Copia de forma literal el fragmento del texto sobre la finca Buenavista que abarca todo, desde "El sábado siguiente" hasta "invisibles e innombradas.".

### TEXTO DE ORIGEN
------------------------

La hiedra, la cinta y el pasto a la vera continuaban acompañando los caminos. Me detuve en una superficie plana donde se construye un teleférico como principal apuesta de turismo para la región. Un celador nariñense con ocho meses de estancia, me presentó el lugar dando a conocer la finca Buenavista. De entrada su singular saludo me hizo consciente de lo foráneo que yo era para el lugar que visitaba. Un panorama privilegiado me invitaría dentro de siete días a pernoctar, con la mirada de más de cuatro municipios que, a lo lejos, se divisan.


El sábado siguiente mantenía mi memoria el recuerdo inmediato de ese amarillo que conservaba aún con claridad la plaza. No era el sol que no había aparecido en la lluviosa tarde ni eran las bombillas de farolas aún no encendidas. Tampoco eran, para frustración de los poetas costumbristas, la luz de las cocuyos… pero continuaban allí, allí, en los diferentes escorzos del lugar, arriba y abajo, como mostrando una buena vista que no sólo estaba en las alturas. La distancia desde donde refulgía podría convertirse, a la vez, en el tiempo acompasado que revelaba con su luz, bellezas invisibles e innombradas.

------------------------

### DATOS EXTRAÍDOS
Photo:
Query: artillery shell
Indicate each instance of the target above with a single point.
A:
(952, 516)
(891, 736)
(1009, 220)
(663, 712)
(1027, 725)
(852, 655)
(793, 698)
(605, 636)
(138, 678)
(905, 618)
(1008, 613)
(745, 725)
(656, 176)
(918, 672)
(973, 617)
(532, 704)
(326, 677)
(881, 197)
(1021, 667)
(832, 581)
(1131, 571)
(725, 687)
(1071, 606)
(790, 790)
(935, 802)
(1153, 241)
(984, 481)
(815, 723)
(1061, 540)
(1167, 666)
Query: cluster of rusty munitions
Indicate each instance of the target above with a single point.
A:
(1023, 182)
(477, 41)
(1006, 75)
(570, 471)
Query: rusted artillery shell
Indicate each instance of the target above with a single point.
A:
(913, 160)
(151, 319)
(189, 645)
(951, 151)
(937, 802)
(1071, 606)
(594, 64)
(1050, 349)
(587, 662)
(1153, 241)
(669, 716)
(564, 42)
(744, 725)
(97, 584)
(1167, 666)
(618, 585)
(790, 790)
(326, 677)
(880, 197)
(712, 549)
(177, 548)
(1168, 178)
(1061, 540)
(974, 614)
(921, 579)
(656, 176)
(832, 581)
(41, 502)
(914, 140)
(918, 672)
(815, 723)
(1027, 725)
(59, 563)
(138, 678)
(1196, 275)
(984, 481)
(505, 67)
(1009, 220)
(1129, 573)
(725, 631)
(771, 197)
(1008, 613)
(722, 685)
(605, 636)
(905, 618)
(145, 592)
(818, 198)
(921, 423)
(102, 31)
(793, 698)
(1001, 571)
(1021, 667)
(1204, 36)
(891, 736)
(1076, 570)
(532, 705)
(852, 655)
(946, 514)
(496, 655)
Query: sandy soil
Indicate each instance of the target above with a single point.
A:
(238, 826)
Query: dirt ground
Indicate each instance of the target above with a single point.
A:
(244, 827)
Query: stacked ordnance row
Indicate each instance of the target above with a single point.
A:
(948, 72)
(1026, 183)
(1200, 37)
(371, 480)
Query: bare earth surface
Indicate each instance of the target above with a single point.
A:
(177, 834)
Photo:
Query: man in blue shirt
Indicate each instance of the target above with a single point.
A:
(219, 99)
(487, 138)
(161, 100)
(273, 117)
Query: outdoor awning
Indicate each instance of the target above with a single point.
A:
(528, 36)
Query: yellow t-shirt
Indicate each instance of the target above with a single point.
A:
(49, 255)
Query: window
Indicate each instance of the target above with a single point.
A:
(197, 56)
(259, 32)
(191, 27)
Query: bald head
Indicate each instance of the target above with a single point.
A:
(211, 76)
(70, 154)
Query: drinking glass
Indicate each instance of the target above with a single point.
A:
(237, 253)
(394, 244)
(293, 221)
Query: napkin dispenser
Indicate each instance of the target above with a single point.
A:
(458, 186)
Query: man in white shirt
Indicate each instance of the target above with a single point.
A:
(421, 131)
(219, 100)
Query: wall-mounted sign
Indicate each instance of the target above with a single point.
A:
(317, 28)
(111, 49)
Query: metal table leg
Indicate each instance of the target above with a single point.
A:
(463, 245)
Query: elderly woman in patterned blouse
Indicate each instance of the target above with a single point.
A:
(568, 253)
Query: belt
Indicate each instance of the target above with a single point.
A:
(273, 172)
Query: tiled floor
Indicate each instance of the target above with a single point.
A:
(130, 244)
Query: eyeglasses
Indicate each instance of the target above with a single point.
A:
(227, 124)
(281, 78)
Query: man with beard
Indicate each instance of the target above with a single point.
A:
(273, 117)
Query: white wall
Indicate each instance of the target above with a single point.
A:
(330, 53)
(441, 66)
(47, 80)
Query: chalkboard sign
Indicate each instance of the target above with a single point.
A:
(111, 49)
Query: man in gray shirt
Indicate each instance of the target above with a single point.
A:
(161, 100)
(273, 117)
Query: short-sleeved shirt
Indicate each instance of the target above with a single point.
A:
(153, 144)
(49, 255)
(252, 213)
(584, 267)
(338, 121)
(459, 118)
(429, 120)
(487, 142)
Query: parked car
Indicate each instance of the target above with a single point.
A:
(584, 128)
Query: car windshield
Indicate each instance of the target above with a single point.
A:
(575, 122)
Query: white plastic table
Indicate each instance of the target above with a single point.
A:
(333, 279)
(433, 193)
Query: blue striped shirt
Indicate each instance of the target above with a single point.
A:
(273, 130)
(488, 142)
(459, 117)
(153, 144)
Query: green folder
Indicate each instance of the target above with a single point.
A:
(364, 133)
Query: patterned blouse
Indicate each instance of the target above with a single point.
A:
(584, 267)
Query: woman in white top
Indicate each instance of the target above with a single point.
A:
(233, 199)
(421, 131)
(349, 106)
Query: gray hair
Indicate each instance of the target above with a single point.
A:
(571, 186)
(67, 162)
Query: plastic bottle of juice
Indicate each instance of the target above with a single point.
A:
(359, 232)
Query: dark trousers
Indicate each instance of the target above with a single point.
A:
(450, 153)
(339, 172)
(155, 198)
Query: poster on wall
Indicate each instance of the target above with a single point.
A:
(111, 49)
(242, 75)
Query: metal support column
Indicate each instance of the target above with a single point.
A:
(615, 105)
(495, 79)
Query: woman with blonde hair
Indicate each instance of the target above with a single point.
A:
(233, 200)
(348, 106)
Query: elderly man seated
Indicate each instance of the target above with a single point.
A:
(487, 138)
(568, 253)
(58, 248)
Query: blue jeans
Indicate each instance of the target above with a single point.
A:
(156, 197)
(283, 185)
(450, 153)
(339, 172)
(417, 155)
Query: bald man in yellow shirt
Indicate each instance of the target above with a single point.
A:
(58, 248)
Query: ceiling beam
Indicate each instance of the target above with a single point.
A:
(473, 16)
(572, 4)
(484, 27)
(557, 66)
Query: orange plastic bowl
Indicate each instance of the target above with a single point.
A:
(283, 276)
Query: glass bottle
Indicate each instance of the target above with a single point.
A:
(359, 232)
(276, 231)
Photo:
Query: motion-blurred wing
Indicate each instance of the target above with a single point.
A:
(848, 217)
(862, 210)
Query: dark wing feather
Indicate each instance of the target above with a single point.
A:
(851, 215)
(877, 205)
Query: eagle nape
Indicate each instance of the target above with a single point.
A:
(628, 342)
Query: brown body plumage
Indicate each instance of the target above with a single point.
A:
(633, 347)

------------------------

### RESPUESTA
El sábado siguiente mantenía mi memoria el recuerdo inmediato de ese amarillo que conservaba aún con claridad la plaza. No era el sol que no había aparecido en la lluviosa tarde ni eran las bombillas de farolas aún no encendidas. Tampoco eran, para frustración de los poetas costumbristas, la luz de las cocuyos… pero continuaban allí, allí, en los diferentes escorzos del lugar, arriba y abajo, como mostrando una buena vista que no sólo estaba en las alturas. La distancia desde donde refulgía podría convertirse, a la vez, en el tiempo acompasado que revelaba con su luz, bellezas invisibles e innombradas.